In der Praxis soll das dazu führen, dass insbesondere neue Mitarbeiter mit einem höheren Lohn einsteigen werden. Bis zu acht Prozent mehr könne das zu Karrierebeginn bei Pflegehelfern oder administrativen Mitarbeitern ausmachen, so der Gesundheitsminister.
Jahresendprämien erhöht - Attraktivitätsprämie
Außerdem soll es Geld zur Verbesserung der Arbeitsbedingungen geben. Das heißt in diesem Fall: Prämien für die Angestellten. Im Privatsektor sollen hierzu die Jahresendprämien erhöht werden. Für die föderalen Angestellten des öffentlichen Dienstes im Gesundheitssektor soll hingegen eine sogenannte Attraktivitätsprämie kommen. Hierbei handelt es sich insgesamt etwa um 125.000 Arbeitnehmer, die in allgemeinen und in psychiatrischen Krankenhäusern oder auch in der häuslichen Pflege tätig sind. 100 Millionen Euro sieht die Staatskasse für diese Maßnahme vor.
Jeder, der im föderalen Gesundheitssystem arbeite, also vor allem in den Krankenhäusern, erläuterte Vandenbroucke in der VRT, solle Ende des Jahres eine zusätzliche Prämie erhalten in Höhe von maximal 400 Euro. Das sei natürlich für eine Vollzeitanstellung, bei einer Halbtagsstelle seien es dann etwa 200 Euro und so weiter. Außerdem sei das brutto, Abgaben und so weiter müssten also auch noch abgezogen werden.

Arbeitsanweisung:
Wie hoch soll laut dem Ausgangstext über die Prämien im Gesundheitssektor die zusätzliche Prämie zum Jahresende bei einer Vollzeitanstellung höchstens ausfallen?

[Daten zu Referenzausdrücken]

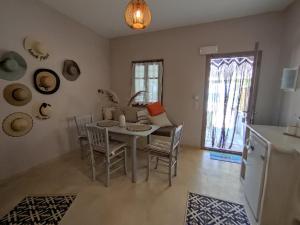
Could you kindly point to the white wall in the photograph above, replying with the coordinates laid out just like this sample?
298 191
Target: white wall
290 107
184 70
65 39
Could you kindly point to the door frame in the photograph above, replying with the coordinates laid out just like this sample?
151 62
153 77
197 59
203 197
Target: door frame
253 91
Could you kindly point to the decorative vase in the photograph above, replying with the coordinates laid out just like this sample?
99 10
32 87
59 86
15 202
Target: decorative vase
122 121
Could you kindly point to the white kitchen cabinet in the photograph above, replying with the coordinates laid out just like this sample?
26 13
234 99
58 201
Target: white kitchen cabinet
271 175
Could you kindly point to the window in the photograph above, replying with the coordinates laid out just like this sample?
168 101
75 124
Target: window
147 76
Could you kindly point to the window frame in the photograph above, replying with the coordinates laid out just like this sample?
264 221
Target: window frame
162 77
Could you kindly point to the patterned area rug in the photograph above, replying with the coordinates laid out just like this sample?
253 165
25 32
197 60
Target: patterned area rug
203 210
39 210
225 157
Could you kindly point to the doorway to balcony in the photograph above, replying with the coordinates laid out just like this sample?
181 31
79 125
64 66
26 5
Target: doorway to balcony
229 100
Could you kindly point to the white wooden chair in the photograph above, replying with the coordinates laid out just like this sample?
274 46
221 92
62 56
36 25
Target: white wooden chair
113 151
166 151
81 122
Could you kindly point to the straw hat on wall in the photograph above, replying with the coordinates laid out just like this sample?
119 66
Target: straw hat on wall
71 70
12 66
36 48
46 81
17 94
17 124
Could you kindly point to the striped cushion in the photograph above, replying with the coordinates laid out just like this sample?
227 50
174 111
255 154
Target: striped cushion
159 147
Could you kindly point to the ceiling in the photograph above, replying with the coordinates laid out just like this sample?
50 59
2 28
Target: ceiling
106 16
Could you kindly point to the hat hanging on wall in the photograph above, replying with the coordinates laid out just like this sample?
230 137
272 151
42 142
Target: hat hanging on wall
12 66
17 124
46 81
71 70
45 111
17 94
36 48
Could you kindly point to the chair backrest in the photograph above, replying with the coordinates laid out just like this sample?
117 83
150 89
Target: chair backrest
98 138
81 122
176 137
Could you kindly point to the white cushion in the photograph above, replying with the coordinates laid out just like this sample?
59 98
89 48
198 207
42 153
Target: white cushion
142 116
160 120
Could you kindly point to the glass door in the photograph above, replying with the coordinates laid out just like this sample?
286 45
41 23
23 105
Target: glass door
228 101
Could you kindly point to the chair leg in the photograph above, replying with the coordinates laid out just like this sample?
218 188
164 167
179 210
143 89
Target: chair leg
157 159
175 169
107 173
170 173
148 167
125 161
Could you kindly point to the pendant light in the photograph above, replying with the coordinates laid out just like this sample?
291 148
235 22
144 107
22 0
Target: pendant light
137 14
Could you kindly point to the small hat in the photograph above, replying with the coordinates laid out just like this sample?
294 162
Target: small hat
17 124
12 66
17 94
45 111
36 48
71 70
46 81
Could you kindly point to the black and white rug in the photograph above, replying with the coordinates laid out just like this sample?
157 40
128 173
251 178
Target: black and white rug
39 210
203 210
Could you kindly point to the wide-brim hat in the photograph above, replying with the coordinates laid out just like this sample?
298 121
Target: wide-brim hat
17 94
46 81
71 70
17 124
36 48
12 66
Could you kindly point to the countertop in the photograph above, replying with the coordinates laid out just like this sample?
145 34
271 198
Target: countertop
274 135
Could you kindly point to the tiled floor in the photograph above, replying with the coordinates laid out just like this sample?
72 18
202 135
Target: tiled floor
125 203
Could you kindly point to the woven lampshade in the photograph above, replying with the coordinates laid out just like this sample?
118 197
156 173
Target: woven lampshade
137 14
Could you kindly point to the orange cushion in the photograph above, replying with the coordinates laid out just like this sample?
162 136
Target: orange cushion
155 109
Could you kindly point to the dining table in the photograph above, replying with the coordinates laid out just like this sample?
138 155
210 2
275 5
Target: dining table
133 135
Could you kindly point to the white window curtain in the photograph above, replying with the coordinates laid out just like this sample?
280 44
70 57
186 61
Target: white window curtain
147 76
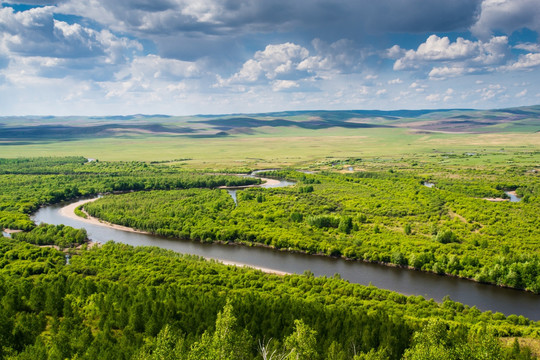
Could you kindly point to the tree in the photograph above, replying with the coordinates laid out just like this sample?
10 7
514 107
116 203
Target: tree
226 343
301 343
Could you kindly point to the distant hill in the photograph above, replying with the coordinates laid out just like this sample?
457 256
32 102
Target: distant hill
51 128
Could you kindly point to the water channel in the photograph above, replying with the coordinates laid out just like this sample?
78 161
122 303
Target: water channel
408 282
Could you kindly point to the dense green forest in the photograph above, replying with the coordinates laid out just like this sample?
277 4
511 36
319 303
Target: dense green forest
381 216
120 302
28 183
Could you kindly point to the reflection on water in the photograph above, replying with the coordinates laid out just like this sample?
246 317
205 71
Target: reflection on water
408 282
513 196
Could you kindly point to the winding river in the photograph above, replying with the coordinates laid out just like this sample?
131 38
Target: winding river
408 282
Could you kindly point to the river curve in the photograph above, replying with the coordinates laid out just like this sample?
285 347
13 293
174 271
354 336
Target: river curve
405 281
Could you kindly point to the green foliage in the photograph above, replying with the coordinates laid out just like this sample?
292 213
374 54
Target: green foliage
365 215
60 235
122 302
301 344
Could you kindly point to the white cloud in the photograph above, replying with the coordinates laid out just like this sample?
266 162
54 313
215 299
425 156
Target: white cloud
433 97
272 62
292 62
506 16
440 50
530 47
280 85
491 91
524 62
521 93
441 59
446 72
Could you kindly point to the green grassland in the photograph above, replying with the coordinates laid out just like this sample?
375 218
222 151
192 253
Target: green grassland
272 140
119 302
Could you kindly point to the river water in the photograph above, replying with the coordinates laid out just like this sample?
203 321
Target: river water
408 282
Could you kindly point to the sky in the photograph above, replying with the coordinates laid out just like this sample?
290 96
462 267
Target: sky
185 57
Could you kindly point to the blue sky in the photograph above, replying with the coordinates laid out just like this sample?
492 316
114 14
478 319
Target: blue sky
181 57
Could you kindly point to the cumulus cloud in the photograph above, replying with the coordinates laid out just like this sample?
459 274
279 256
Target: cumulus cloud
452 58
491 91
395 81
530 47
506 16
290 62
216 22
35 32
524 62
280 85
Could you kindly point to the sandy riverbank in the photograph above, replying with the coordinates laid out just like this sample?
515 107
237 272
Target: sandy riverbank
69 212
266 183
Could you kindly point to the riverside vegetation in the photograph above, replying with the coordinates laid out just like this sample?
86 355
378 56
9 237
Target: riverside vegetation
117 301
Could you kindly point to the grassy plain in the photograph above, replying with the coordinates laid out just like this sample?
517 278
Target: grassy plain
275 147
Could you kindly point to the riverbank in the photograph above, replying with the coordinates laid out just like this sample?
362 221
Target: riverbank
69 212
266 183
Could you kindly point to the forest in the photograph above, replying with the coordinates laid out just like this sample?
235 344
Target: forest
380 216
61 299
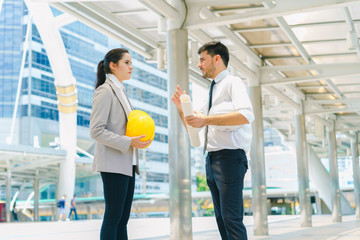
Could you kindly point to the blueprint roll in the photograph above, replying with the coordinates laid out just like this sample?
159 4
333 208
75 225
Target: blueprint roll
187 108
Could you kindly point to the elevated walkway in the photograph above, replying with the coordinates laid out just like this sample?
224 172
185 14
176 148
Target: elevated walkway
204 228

Lösung:
Höchstens 400 Euro brutto.